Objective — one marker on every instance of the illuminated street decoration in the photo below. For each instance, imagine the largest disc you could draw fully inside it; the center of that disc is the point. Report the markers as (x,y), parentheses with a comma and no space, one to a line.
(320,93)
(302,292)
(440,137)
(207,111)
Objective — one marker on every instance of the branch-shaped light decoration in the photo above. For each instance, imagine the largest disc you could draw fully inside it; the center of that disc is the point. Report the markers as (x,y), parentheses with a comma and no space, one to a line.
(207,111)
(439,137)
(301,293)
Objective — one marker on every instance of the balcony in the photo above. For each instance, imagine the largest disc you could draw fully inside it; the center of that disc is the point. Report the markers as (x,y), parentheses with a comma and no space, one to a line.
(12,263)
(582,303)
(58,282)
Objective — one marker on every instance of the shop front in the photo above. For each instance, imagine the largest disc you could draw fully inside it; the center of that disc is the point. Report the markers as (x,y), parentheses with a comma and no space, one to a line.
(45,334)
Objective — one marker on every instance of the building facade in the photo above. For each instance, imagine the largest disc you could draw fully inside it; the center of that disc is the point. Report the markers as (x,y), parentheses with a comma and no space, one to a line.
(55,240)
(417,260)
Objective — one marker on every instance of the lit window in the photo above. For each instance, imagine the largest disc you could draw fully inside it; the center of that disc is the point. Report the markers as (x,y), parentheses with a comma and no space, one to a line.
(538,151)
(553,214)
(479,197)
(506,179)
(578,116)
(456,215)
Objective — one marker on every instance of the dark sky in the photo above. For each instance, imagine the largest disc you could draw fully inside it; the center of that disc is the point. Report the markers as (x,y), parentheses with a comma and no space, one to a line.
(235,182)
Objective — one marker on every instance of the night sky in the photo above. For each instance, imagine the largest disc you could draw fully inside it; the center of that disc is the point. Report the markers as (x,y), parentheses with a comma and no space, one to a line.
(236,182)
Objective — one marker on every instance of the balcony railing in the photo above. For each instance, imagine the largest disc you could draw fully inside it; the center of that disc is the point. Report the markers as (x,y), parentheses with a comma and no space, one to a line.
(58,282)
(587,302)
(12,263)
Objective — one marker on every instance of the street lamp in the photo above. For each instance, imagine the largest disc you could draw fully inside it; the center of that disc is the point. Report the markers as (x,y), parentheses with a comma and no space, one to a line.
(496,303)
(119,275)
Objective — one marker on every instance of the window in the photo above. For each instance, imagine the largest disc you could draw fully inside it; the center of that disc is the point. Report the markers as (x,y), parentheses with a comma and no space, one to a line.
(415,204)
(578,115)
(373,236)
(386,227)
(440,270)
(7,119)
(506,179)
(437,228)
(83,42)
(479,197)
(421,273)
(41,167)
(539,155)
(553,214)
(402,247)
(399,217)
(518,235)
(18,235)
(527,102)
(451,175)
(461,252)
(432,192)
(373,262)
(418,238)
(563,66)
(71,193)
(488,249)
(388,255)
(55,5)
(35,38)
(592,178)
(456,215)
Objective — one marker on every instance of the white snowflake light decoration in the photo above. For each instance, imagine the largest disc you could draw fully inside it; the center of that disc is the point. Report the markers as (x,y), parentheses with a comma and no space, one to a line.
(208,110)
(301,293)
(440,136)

________

WORK INSTRUCTIONS: In the answer, every line above should be retyped exactly.

TASK RESPONSE:
Objective — one marker on every instance of the illuminated street decoration in the photo below. For each instance, imagine the largest disc you could draw fully inside it; the center of that disc is the point. Report the markers as (x,y), parentheses with a comma and no space, one to a line.
(320,93)
(302,292)
(440,137)
(207,111)
Objective — one marker on every instance of the branch-shaped light decoration in the photo above. For each instance, imagine the largest disc you could draw fully inside it; the center of that disc is the point. Report the markers as (x,y), parentheses with a comma and no space, one to a line.
(207,111)
(439,137)
(301,293)
Objective — one marker on every instance of the balcony in the photo above. For each instance, imagine the largest disc you could draw fully inside it; the center of that disc is the point. Report the markers as (x,y), parentheses with a comma and no space, one to a line.
(12,263)
(582,303)
(58,282)
Objective — one marker on every instance of the shop front in the photo above. For each instance, imagine the largest disc you could draw fully inside it; the center of that disc is the point. Report the markers as (x,y), parentheses with a comma and no space, one to a line.
(45,334)
Objective — one marker on every instance of the building facade in the photo above. For each instance, imagine the largest disc you could draw fully inside it; the center of that disc is the point. Report the markers as (x,y), parentheses with a comma and no space, one to a line.
(55,240)
(417,260)
Objective — one marker on every instance of the lit window in the photo above. For each instance, imagine the largest disc you could draw fully inside it; the center of that disc is the point. Report the markers as (x,y), parentheses with a comma and no space, one to a line.
(538,151)
(553,214)
(479,197)
(506,179)
(578,116)
(456,215)
Objective — one marker on every instance of the dark sky in the photo above. For each instance, imagine the largest disc you could draw fully inside it; the center of that disc is the point. Report the markers as (x,y), parentheses with a comma and no space, one to a line.
(235,182)
Objective — one marker on every instance of the night sky in the photo above. For each instance, imagine the largest disc you could draw fully inside it; the center of that disc is the point. Report the markers as (x,y), parentheses with a comma and no space, one to a line.
(236,182)
Objective — one marker on every instance of the balcony railing in the photo above. For each instance, imagine the largest disc you could draw fully inside it; the center of that disc is the point. Report the markers as (x,y), parentheses with a comma and no space, one to a line.
(58,282)
(587,302)
(12,263)
Objective — one marker on every instance of the street lamp in the photo above. For each instance, imagine the largest disc you could draw fully inside it; the center of that disc is the point. Report the markers as (x,y), parentheses with a comma and no space, one to a line.
(496,303)
(119,275)
Objective — one marker on every instance of the window in the photo above. For each instance, imagine the largest disc you could draw fully inside it; the center of that disc is the point. Report the markers as (x,y), parentheses with a comma and no space, one to a line.
(415,204)
(578,115)
(373,236)
(386,227)
(440,270)
(7,119)
(506,179)
(437,228)
(83,42)
(479,197)
(421,273)
(41,167)
(539,155)
(553,214)
(402,247)
(399,217)
(518,235)
(18,235)
(527,102)
(451,175)
(461,252)
(432,192)
(373,262)
(418,238)
(563,66)
(71,193)
(488,249)
(388,255)
(55,5)
(35,38)
(592,178)
(456,215)
Objective — one marker on every instance of the white snowflake light decoration in the photo above. For each instance, imagine the largest disc you could draw fully inside it; the center of that disc is the point. Report the markers as (x,y), parentheses with a comma and no space, one to a line.
(208,110)
(301,293)
(440,136)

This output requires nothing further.